> _Point annotation records_:
----

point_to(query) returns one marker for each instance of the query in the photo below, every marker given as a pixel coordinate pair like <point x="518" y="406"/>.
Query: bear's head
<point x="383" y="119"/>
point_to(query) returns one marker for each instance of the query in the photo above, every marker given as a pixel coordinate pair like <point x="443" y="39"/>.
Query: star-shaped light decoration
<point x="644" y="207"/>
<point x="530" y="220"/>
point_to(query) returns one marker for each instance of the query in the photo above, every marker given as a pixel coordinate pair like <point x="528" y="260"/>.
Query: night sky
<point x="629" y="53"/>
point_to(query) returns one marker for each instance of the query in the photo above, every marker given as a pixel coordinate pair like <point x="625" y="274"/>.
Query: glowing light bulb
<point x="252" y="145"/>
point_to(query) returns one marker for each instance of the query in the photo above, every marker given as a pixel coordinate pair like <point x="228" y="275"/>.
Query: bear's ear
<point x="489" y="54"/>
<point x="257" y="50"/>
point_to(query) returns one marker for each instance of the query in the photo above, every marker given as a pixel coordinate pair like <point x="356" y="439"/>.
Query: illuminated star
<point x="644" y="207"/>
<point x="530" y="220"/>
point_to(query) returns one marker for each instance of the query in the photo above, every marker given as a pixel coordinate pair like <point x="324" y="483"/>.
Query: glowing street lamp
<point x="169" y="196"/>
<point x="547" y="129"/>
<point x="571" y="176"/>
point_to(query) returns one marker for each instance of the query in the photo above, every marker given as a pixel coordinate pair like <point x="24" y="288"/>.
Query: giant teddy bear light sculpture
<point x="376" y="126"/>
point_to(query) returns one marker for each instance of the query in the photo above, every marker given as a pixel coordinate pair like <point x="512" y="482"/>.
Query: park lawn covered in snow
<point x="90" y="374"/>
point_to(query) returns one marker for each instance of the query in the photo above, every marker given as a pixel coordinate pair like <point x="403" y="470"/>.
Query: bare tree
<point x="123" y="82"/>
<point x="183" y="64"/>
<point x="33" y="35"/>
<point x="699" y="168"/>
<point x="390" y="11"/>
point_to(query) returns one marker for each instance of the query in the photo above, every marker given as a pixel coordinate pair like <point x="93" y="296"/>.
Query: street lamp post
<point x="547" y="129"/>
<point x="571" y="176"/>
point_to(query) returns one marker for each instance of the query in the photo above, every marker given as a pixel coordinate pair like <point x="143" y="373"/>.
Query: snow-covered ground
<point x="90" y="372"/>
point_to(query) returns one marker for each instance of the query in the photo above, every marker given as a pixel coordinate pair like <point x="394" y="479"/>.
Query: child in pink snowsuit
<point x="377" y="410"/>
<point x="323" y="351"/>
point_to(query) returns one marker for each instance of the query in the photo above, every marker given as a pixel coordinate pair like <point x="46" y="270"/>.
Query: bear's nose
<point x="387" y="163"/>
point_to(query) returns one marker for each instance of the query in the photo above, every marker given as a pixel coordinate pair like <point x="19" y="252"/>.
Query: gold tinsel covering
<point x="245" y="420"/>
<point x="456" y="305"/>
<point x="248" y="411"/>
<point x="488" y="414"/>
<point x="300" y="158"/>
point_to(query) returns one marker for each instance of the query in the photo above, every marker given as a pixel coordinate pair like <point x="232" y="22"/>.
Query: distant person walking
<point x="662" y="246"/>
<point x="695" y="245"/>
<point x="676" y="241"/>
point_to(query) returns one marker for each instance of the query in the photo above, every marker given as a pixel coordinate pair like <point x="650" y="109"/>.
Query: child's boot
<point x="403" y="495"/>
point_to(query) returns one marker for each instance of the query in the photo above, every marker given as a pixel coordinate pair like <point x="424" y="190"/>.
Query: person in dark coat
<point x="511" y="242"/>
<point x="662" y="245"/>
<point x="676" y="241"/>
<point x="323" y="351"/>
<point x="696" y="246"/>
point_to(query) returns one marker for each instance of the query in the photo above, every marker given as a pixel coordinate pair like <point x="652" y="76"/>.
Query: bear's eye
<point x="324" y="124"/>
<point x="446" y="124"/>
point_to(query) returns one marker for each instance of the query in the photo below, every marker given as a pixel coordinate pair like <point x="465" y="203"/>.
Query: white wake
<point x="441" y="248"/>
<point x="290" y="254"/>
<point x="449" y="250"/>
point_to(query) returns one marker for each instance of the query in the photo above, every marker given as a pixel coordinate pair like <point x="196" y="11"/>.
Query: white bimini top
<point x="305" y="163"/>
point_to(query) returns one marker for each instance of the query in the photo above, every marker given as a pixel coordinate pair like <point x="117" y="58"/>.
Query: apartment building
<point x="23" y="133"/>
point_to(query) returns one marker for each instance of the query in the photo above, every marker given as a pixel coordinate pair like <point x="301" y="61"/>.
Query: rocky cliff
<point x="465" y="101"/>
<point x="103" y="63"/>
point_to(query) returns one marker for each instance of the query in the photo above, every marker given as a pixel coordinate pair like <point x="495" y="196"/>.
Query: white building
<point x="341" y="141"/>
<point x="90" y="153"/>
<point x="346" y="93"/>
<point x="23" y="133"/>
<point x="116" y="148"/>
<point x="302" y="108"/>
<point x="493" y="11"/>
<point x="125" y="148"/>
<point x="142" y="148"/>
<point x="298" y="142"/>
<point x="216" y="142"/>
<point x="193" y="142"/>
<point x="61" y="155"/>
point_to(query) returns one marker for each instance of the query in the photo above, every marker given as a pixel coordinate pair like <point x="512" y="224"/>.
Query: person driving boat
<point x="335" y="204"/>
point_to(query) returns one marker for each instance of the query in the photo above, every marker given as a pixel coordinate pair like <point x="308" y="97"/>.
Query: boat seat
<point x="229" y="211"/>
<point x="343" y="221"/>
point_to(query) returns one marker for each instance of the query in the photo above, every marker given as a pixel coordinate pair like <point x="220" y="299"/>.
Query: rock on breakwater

----

> _TO BE DONE_: Return each entry from the material above exactly as it appears.

> _ANSWER BELOW_:
point_to(query) returns one marker for each instance of the query in the photo below, every marker given as a pixel coordinate pair like <point x="518" y="406"/>.
Query: bear's head
<point x="383" y="119"/>
point_to(query) returns one marker for each instance of the query in the photo above, every marker given as a pixel coordinate pair like <point x="443" y="39"/>.
Query: star-shaped light decoration
<point x="644" y="207"/>
<point x="530" y="220"/>
point_to(query) returns one marker for each instance of the query in the photo above, every marker given as a pixel coordinate pair like <point x="528" y="260"/>.
Query: night sky
<point x="629" y="53"/>
point_to(query) returns one marker for each instance of the query in the photo above, every marker given as a pixel coordinate pair like <point x="625" y="274"/>.
Query: glowing light bulb
<point x="252" y="145"/>
point_to(query) returns one marker for each instance of the query in the photo above, every marker given as a pixel coordinate pair like <point x="228" y="275"/>.
Query: bear's ear
<point x="489" y="54"/>
<point x="257" y="50"/>
point_to(query) returns one marker for each instance of the query in the photo above, every marker given as a pixel coordinate pair like <point x="356" y="439"/>.
Query: illuminated star
<point x="644" y="207"/>
<point x="530" y="220"/>
point_to(query) returns one marker for each instance of the query in the photo above, every marker given as a pixel coordinate pair like <point x="324" y="483"/>.
Query: glowing street lamp
<point x="169" y="196"/>
<point x="547" y="129"/>
<point x="571" y="176"/>
point_to(query) returns one marker for each instance of the query in the photo above, every marker given as a pixel coordinate pair like <point x="24" y="288"/>.
Query: giant teddy bear light sculpture
<point x="376" y="126"/>
point_to(query) returns one marker for each instance of the query in the photo above, every marker given as a pixel coordinate pair like <point x="512" y="482"/>.
Query: park lawn covered in snow
<point x="90" y="374"/>
point_to(query) returns one marker for each instance of the query in the photo above, every marker given as a pixel coordinate pair like <point x="403" y="470"/>.
Query: bare tree
<point x="123" y="82"/>
<point x="183" y="64"/>
<point x="33" y="35"/>
<point x="699" y="168"/>
<point x="390" y="11"/>
point_to(query) returns one marker for each instance of the query in the photo above, every marker given as a pixel coordinate pair like <point x="93" y="296"/>.
Query: street lamp post
<point x="547" y="129"/>
<point x="571" y="176"/>
point_to(query) returns one marker for each instance of the query in the photo above, every marker given as a pixel coordinate pair like <point x="143" y="373"/>.
Query: snow-covered ground
<point x="90" y="372"/>
point_to(query) returns one marker for each instance of the query in the photo above, every marker given as a pixel coordinate pair like <point x="394" y="479"/>.
Query: child in pink snowsuit
<point x="377" y="410"/>
<point x="323" y="351"/>
point_to(query) returns one marker for each instance of the query in the photo above, every marker given as a pixel coordinate pair like <point x="46" y="270"/>.
Query: bear's nose
<point x="387" y="163"/>
point_to(query) returns one marker for each instance of the query in the photo above, every marker given as a pixel coordinate pair like <point x="19" y="252"/>.
Query: gold tinsel covering
<point x="245" y="420"/>
<point x="456" y="305"/>
<point x="248" y="411"/>
<point x="488" y="414"/>
<point x="300" y="158"/>
point_to(query) returns one marker for each instance of the query in the photo above, every marker given as a pixel coordinate pair like <point x="232" y="22"/>.
Query: distant person walking
<point x="662" y="246"/>
<point x="695" y="245"/>
<point x="676" y="241"/>
point_to(query) returns one marker for each instance of the query in the photo above, every marker given as a pixel coordinate pair like <point x="650" y="109"/>.
Query: child's boot
<point x="403" y="495"/>
point_to(query) returns one marker for each instance of the query in the photo above, every marker given as a pixel coordinate pair like <point x="424" y="190"/>.
Query: person in dark coat
<point x="511" y="242"/>
<point x="662" y="245"/>
<point x="676" y="241"/>
<point x="323" y="351"/>
<point x="696" y="246"/>
point_to(query) returns one marker for each instance of the query in the photo above, every marker given as a pixel coordinate pair like <point x="652" y="76"/>.
Query: bear's eye
<point x="324" y="124"/>
<point x="446" y="124"/>
point_to(query) returns one marker for each instance of the query in the photo below, every marker given as a pixel coordinate pair like <point x="465" y="203"/>.
Query: white wake
<point x="441" y="248"/>
<point x="290" y="254"/>
<point x="449" y="250"/>
point_to(query) returns one marker for each instance of the query in the photo above, every marker given as a pixel coordinate pair like <point x="196" y="11"/>.
Query: white bimini top
<point x="305" y="163"/>
point_to(query) returns one marker for each instance of the query in the photo above, every marker given as a pixel coordinate pair like <point x="117" y="58"/>.
Query: apartment building
<point x="23" y="133"/>
point_to(query) returns one marker for each instance of the query in the photo above, every marker given as a pixel coordinate pair like <point x="301" y="61"/>.
Query: rocky cliff
<point x="465" y="101"/>
<point x="103" y="63"/>
point_to(query) returns one marker for each instance of the query in the photo above, every marker given as a pixel coordinate pair like <point x="495" y="196"/>.
Query: white building
<point x="341" y="141"/>
<point x="90" y="153"/>
<point x="346" y="93"/>
<point x="23" y="133"/>
<point x="116" y="148"/>
<point x="302" y="108"/>
<point x="493" y="11"/>
<point x="125" y="148"/>
<point x="142" y="148"/>
<point x="298" y="142"/>
<point x="216" y="142"/>
<point x="193" y="142"/>
<point x="61" y="155"/>
point_to(query) returns one marker for each instance of the query in the photo above, every marker given as a pixel coordinate pair like <point x="512" y="224"/>.
Query: person driving boat
<point x="335" y="204"/>
point_to(query) returns one marker for each instance of the query in the photo above, every marker given as a pixel coordinate pair like <point x="308" y="97"/>.
Query: boat seat
<point x="229" y="211"/>
<point x="343" y="221"/>
point_to(query) returns one marker for each instance of the query in the photo above, every marker given as a pixel coordinate pair like <point x="220" y="299"/>.
Query: rock on breakwater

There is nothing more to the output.